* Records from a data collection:
· · · ·

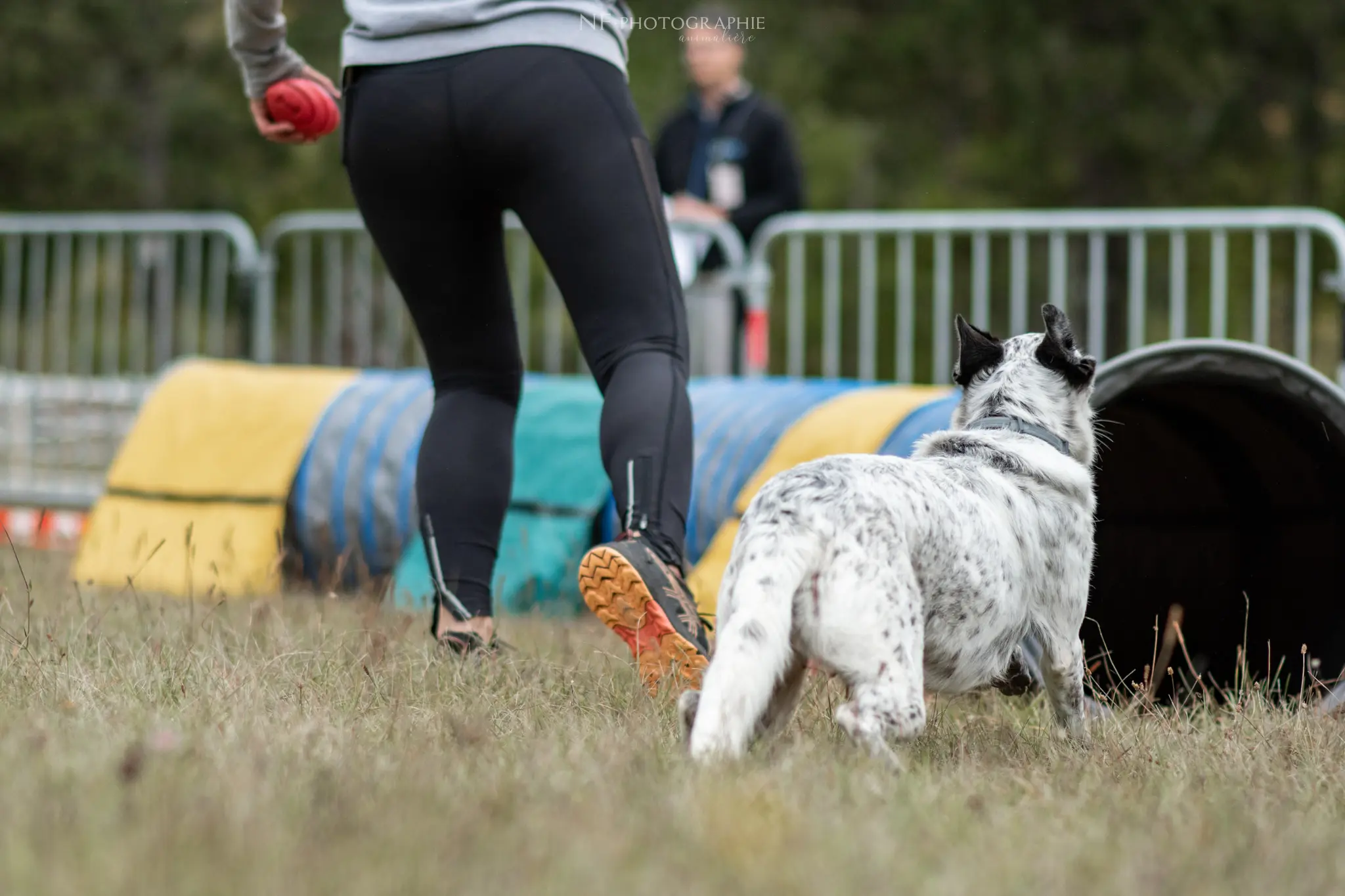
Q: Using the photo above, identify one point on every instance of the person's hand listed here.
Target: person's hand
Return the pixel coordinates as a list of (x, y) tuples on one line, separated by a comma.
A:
[(283, 132), (688, 207)]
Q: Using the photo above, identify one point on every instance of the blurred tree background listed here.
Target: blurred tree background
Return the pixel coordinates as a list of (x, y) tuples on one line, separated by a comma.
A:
[(898, 104), (133, 104)]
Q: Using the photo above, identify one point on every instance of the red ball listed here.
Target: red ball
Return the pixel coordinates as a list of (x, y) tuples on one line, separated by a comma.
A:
[(304, 105)]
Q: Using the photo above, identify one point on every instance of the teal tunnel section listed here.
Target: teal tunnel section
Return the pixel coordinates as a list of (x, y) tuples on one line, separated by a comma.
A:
[(353, 505)]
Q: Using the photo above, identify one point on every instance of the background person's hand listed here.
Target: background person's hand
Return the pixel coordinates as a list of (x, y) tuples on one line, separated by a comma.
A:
[(688, 207), (283, 132)]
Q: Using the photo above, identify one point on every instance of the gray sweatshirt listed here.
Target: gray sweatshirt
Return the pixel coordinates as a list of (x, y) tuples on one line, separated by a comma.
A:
[(391, 32)]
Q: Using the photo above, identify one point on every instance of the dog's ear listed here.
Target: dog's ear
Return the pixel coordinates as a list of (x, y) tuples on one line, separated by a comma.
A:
[(977, 350), (1059, 351)]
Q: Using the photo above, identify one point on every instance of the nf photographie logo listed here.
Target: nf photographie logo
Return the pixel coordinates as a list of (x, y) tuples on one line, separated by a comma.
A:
[(726, 28)]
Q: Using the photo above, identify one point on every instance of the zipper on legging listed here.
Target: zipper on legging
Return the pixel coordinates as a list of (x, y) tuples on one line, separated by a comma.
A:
[(636, 521), (443, 595)]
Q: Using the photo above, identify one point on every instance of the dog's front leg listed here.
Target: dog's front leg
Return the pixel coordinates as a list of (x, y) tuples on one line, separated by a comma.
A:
[(1063, 675)]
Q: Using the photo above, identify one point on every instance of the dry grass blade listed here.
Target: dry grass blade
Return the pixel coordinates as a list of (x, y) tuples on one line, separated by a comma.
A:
[(298, 762)]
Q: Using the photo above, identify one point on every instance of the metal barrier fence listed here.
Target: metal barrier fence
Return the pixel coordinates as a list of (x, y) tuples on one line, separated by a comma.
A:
[(123, 293), (324, 296), (866, 254), (58, 436), (93, 305)]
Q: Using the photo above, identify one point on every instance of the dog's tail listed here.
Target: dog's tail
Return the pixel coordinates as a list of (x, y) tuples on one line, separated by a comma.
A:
[(752, 648)]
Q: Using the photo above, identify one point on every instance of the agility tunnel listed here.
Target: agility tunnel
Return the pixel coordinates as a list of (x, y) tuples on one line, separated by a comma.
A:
[(1222, 475)]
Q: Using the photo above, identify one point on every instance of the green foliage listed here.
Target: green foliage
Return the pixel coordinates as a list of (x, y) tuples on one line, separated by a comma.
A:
[(123, 104)]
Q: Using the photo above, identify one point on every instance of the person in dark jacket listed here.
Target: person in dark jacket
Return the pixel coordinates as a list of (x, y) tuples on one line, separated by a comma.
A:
[(726, 155)]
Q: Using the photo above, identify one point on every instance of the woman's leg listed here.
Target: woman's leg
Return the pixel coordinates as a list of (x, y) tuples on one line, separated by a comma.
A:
[(576, 167), (439, 227)]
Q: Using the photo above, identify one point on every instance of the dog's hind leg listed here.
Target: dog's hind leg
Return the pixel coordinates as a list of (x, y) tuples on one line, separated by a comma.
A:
[(786, 698), (873, 637), (1063, 675)]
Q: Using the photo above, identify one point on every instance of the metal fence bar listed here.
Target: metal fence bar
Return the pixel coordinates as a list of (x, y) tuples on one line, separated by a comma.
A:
[(362, 313), (1019, 282), (868, 307), (795, 310), (191, 277), (10, 301), (1302, 295), (301, 301), (1219, 284), (37, 304), (906, 341), (942, 305), (1059, 269), (1178, 285), (334, 272), (69, 304), (137, 309), (981, 280), (1098, 296), (109, 356), (1059, 226), (347, 295), (1261, 286), (395, 323), (1138, 292), (87, 305), (162, 323), (62, 274), (217, 296), (831, 307)]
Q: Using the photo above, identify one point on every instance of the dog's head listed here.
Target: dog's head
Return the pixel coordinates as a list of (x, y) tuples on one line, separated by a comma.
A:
[(1040, 378)]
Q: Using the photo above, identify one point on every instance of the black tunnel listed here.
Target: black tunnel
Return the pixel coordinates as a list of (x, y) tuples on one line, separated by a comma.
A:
[(1224, 477)]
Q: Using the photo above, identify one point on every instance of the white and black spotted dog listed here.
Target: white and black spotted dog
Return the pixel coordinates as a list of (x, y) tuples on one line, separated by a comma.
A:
[(910, 574)]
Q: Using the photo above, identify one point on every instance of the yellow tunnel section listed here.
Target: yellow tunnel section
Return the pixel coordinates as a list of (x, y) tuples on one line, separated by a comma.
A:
[(195, 498)]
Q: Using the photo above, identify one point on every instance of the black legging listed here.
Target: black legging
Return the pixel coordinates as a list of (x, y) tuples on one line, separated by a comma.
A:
[(436, 152)]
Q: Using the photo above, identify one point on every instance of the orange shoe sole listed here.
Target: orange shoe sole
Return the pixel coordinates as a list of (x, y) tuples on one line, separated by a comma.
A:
[(617, 594)]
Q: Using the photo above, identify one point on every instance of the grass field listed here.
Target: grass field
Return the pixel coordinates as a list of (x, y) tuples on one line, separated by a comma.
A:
[(318, 746)]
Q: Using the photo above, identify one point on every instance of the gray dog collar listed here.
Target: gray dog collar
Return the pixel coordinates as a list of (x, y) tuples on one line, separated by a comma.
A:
[(1024, 427)]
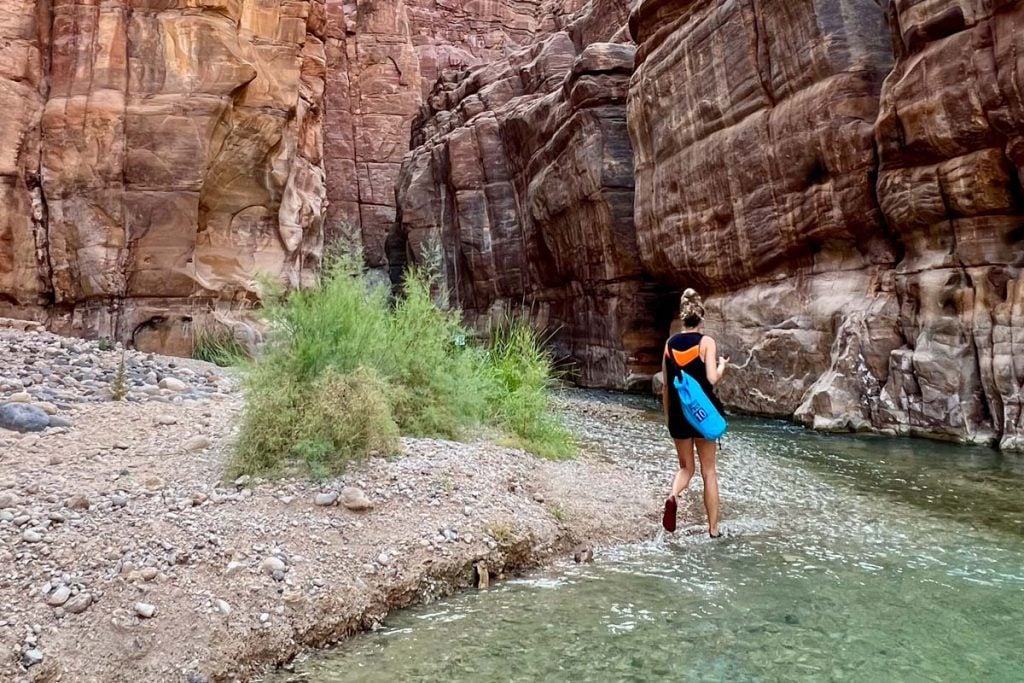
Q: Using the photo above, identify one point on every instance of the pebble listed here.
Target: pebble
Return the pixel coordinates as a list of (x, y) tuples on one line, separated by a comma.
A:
[(78, 502), (57, 422), (354, 499), (46, 407), (327, 499), (172, 384), (271, 564), (145, 610), (58, 597), (23, 418)]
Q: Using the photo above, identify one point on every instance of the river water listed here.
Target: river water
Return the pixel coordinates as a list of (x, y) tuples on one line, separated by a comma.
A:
[(846, 558)]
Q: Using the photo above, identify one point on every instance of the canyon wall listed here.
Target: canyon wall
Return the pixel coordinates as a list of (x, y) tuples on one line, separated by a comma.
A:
[(844, 180), (521, 184), (162, 154), (159, 157)]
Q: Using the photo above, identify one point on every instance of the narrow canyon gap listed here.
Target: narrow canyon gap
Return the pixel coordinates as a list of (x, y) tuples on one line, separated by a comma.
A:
[(842, 178)]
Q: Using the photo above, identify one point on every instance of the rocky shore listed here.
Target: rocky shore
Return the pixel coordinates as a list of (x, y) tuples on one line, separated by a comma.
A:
[(126, 553)]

· · · ·

* Activity:
Write all the lines above out again exactly, minus the images.

* Exercise output:
Q: Using the photo above, identify one point on every instance of the person's hand listed here.
Target: person's hand
Return the pixel coordinates as a list of (x, y) tuples on one line, separated by a comma.
A:
[(283, 132), (688, 207)]
Q: Using the photo above, identify one point on every instance of the blurred tree background listed here.
Target: blurred tree background
Return the pixel coordinates as a list of (x, y) tuples on one line, separated by a comma.
A:
[(898, 104), (133, 104)]
Q: Using the photo above, identify one point on every instance of the red ball listed here.
Target: red ball
Return the pixel coordinates as a list of (x, y) tuples on one line, separated by a comma.
A:
[(304, 105)]
Q: Using the photo above, identify one point on every instance of the teal tunnel section listed here.
Target: teal tunnel section
Return the pixel coordinates as a list of (x, y) tuples on one line, separated by a comma.
A:
[(353, 505)]
Q: Using the photo above, identify one point on every instance of the background person's hand listed here.
Target: background person's hand
Return the pixel coordinates as a list of (x, y) tuples on one line, separated by a comma.
A:
[(688, 207), (283, 132)]
Q: Using the photo above, identify one point on every instance of the gray sweatshirt listed here.
Target: gray sweatshirt
Return the pixel coordinates as a list of (x, y) tuples on one line, separated by a comma.
A:
[(391, 32)]
Q: Using the photo above, identify one point on every instance of the dog's ear listed here.
Target: dog's ear
Return the pixel coordinates as a list of (x, y) tuples on one line, separated by a comma.
A:
[(977, 350), (1059, 351)]
Q: Using the photo above, identify one point on every instance of the nf photographie logo listed here.
Target: nf photographie logo
Return the pixel coordinates as a list of (x, y) tuples on one line, separated by a comma.
A:
[(726, 28)]
Q: Using the photo above, identify one point on every instance of the zipper on legging listed here.
Target: zipper on legging
Return the pixel coordinates as a list of (x, y) tuples on one line, separated by a comma.
A:
[(636, 521), (443, 595)]
Q: Using the photo above, identify one point on every instance of the dog's front leg listed here.
Target: dog's front leg
Return the pixel coordinates as a list of (x, y) tuples on one line, separated by a comma.
A:
[(1063, 675)]
Q: Using the photo above, identify one point on every instance of the dry grass blade listed here.
Target: dry grass blade
Return the pixel coordinates as a list of (x, y) tuples on one line, separated by a comma.
A:
[(298, 762)]
Q: Using the photo above, identify one point on every instance of the metal barrier fence listed here.
Target: metal barrier fence
Return the pixel coordinates as a list of (x, y) tuples on one line, separated by a comma.
A:
[(123, 293), (324, 296), (866, 254), (58, 436), (93, 305)]
Q: Using the photo above, identify one point on every instance of the dog's tail listed here.
Target: dog's tail
Return the pixel coordinates as a list of (x, y) tuples on one line, separated by a comma.
A:
[(752, 648)]
Q: Using the photo above, identify one point on every instance of the agility tunnel listed here.
Target: agility tunnel
Return the pixel coordinates as a list of (x, y) tuples on one line, separated by a comma.
A:
[(1222, 475)]
Q: Using the photo above, identify one point on every instance of the green foliage listed here.
Target: green foliage
Return the pixel coordinates as a list of (x, y) tuples on one line, separated by a comma.
A:
[(123, 104)]
Q: Using the photo above, identify one point on every instance of the person in dark jacket listed here.
Target: person in dark jacket
Return the pixel coordinates as a list of (x, y) tuples on one line, separated by a comma.
A:
[(726, 155)]
Q: Using the photo above, identify one point on every instance of the woman's leg listed here.
Target: woman's leg
Return the pixel coordinates as a list of (x, y) tuples on one line, separated by a comma.
A:
[(576, 167), (439, 227)]
Q: Using the photo above, identify one point on every instance of the dog's hind leg listed here.
Target: dog's hind leg
Return the pixel coordinates as a list of (x, y) tuples on one line, separated by a comma.
A:
[(786, 698), (873, 637), (1063, 675)]
Q: Using the photo above, identify one point on every instance of the metal fence bar listed here.
Target: metal fence bar
Return the pixel coordinates as a list of (x, y) tuples on one line, separated by a comma.
A:
[(362, 313), (1019, 282), (868, 307), (795, 310), (191, 277), (10, 301), (1302, 295), (301, 301), (1219, 284), (37, 304), (906, 341), (942, 305), (1059, 269), (1178, 285), (334, 272), (69, 304), (137, 309), (981, 280), (1098, 296), (109, 356), (1059, 226), (347, 295), (1261, 286), (395, 323), (1138, 292), (87, 305), (162, 323), (62, 274), (217, 296), (831, 307)]
Q: Using the photo above, identify one point on every instance of the dog's head listed here.
Target: dog's head
Return the pixel coordinates as a list of (x, y) tuples on one line, separated by a comma.
A:
[(1040, 378)]
Q: Using the photo above, identify one point on every instance of the black tunnel listed here.
Target: black tunnel
Return the pixel coordinates as a list of (x, y) tuples on one line, separated by a comma.
A:
[(1224, 477)]
Q: Using the photo above, identify one point on every instance of the white and black spotted dog listed here.
Target: white and black spotted dog
Return the pixel coordinates as a list of (x, y) tuples on one line, separated by a comma.
A:
[(910, 574)]
Q: Using the photo above, identify one point on every instance of the yellow tunnel section listed here.
Target: yellow tunnel section
Return the pixel coordinates as a list of (x, y) tuples on one line, separated by a comma.
A:
[(195, 498)]
Q: Using the photo above, identify one point on every instance of the black legging listed here.
Target: black legging
Return the pixel coordinates as a list of (x, y) tuples on one line, separated by a comma.
A:
[(436, 152)]
Q: Using the photo above, identify one point on every instance of the orange shoe sole listed here.
Target: orange shoe sole
Return the pixel coordinates as a list of (x, y) tuples on one line, separated by a comma.
A:
[(617, 594)]
Q: Using the photo above, identify one point on every instance of the grass field listed here.
Target: grass field
Return the pixel coordinates as a list of (x, y) tuples on one line, separated by a comma.
A:
[(318, 746)]
Q: Using the photo above, identify one point on every instance of the gray dog collar listed here.
Target: gray dog collar
Return the pixel coordinates as a list of (x, y) tuples on one line, separated by a comma.
A:
[(1024, 427)]
Q: Using the photo above, identify one point on every instance of the pebble listed here.
Target: pebble
Return the pixel coordinates as a list of (x, y) tuples on one line, separated by a comma.
A:
[(78, 502), (57, 422), (354, 499), (46, 407), (327, 499), (172, 384), (271, 564), (145, 610), (58, 597), (23, 418)]
Q: Using the photo above, identify one point on every instance of the river water listed here.
Target: river water
Return the pixel coordinates as a list of (x, y) tuples on one line, separated by a comma.
A:
[(846, 558)]
Q: Using the photo above, identify one point on every instance of the canyon wall listed here.
Target: canyon wall
Return the pixel coordinates as a list of (x, y) tuples on one line, separated by a comma.
A:
[(844, 180), (521, 184), (162, 154), (159, 157)]
Q: Using the photo above, identify one point on every instance of the narrow canyon gap listed here.
Target: narrow canyon gap
Return the pixel coordinates as a list of (x, y) tuples on one line, separated by a comma.
A:
[(842, 178)]
Q: Using the photo above, identify one point on every instance of the rocky shore listed here.
Target: rocky shore
Return the pixel coordinates as a list of (x, y) tuples on one line, separated by a comma.
A:
[(126, 553)]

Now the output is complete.